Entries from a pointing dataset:
────────────────
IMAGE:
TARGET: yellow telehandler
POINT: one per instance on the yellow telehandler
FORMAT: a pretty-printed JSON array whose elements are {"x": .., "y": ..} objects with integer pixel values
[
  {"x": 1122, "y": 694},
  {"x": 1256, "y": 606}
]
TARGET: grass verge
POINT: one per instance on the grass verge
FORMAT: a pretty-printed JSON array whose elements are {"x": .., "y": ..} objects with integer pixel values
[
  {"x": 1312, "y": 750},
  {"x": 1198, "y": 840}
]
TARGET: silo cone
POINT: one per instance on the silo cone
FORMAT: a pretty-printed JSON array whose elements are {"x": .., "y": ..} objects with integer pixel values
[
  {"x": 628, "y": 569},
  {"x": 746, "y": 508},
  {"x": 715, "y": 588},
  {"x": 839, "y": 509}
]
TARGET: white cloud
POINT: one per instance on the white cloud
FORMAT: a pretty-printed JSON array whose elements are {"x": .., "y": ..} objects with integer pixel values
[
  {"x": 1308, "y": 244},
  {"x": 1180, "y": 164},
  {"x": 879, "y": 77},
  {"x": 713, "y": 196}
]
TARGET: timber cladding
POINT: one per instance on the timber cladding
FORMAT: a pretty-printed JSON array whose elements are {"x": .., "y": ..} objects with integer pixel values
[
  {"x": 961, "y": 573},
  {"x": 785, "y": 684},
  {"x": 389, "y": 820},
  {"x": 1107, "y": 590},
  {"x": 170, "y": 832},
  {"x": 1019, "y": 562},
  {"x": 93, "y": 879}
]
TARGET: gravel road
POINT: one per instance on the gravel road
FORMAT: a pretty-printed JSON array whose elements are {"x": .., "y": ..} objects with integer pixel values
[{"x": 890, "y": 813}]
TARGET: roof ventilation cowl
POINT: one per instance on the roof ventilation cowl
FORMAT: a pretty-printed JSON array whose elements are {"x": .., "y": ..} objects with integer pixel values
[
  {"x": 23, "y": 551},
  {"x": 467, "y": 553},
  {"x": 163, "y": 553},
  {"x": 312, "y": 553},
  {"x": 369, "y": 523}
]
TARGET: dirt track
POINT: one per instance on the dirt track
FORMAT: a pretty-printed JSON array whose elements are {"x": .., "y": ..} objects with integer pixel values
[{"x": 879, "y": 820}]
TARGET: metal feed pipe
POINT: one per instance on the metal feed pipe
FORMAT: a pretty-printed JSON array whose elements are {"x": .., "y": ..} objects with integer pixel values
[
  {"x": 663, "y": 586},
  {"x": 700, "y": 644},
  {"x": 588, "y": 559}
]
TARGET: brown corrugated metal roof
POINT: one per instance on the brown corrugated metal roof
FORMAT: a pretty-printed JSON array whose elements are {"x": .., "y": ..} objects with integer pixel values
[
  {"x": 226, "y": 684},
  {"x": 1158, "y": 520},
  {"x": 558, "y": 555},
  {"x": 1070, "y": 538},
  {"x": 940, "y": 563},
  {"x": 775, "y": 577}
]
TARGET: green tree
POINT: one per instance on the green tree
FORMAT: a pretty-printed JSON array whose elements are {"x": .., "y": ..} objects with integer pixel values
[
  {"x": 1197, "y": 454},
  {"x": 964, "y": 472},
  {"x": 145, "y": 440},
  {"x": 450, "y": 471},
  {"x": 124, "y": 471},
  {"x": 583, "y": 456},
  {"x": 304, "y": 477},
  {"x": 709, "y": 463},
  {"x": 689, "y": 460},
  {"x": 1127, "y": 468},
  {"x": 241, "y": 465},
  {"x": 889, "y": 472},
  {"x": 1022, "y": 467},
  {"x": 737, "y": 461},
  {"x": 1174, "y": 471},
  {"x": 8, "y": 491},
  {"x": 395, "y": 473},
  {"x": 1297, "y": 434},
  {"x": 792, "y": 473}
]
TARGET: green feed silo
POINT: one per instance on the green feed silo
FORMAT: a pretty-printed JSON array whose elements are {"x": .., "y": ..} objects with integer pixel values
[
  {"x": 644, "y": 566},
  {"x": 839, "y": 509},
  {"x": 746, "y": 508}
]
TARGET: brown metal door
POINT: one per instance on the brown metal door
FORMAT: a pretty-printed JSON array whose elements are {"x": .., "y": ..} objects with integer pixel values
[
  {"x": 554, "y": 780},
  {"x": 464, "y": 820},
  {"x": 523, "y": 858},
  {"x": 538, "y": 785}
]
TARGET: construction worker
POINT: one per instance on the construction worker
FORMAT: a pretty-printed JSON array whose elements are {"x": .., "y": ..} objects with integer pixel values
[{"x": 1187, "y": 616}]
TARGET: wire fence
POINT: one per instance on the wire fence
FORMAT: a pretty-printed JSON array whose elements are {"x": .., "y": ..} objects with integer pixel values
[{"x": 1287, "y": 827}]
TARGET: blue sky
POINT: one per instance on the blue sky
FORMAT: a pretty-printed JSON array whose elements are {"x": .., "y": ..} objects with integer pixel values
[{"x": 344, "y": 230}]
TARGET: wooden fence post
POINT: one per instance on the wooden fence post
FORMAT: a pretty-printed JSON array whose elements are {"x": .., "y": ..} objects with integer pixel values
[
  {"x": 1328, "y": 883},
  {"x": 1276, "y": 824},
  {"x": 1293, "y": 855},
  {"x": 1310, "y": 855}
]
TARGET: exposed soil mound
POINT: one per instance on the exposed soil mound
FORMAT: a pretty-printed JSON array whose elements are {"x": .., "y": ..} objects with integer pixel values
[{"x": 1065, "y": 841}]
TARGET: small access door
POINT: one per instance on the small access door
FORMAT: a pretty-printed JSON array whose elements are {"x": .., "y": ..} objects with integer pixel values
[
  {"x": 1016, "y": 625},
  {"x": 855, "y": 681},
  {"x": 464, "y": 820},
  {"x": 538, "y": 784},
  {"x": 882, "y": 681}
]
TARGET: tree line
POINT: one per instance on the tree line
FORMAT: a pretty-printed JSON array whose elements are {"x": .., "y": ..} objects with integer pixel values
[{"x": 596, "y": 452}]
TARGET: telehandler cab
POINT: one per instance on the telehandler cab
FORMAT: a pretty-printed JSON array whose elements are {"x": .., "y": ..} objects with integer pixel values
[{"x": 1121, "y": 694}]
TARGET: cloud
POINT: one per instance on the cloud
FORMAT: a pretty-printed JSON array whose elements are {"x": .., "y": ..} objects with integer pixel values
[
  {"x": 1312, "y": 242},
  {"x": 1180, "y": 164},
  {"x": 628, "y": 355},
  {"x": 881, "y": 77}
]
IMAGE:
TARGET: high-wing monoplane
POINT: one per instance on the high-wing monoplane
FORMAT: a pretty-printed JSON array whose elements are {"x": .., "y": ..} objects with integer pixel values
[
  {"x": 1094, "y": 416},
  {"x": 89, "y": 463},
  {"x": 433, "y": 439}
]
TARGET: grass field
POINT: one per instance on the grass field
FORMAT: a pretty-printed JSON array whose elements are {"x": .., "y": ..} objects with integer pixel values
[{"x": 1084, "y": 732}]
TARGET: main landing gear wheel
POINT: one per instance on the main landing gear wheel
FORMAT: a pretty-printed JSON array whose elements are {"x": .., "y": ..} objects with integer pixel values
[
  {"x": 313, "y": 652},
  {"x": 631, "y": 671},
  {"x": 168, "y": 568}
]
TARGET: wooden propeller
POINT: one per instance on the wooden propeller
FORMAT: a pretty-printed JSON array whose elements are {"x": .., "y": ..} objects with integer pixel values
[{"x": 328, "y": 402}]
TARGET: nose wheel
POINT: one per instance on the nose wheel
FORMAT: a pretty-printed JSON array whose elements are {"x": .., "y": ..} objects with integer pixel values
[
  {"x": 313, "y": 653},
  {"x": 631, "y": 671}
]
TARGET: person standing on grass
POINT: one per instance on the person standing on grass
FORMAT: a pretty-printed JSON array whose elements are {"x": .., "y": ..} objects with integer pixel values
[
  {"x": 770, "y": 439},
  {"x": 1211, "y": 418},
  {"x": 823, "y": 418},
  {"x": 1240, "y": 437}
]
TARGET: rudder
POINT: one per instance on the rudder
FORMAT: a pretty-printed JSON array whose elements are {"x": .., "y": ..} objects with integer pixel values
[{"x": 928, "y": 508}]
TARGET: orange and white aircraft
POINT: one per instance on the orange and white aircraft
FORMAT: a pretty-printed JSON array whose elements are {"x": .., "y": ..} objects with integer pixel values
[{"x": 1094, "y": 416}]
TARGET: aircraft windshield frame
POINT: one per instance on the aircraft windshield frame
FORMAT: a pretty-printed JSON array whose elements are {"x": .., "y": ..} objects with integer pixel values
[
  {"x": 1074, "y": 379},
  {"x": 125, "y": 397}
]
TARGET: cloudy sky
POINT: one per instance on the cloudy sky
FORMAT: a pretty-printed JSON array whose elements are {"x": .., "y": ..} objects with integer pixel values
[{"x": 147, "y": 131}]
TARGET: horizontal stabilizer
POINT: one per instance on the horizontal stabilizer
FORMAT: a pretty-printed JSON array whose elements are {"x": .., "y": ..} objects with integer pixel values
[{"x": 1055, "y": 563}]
────────────────
Set task
Copy out, word for word, the stretch from the line containing "TARGET: aircraft windshield frame" through the end of the records.

Answer to this problem
TARGET: aircraft windshield frame
POINT: one per instance on the aircraft windshield frame
FORMAT: a pretty-printed JSON array whose elements are {"x": .., "y": ..} objects with integer pixel values
[
  {"x": 1074, "y": 379},
  {"x": 125, "y": 397}
]
TARGET: cloudy sky
POINT: one per instance on the cloudy sky
FORMAT: a pretty-printed JSON array whose elements are {"x": .., "y": ..} objects with integer pixel values
[{"x": 147, "y": 131}]
TARGET: horizontal stabilizer
POINT: one per instance on the horizontal stabilizer
FORMAT: a pretty-printed JSON array whose elements are {"x": .., "y": ..} objects with integer pixel values
[{"x": 1055, "y": 563}]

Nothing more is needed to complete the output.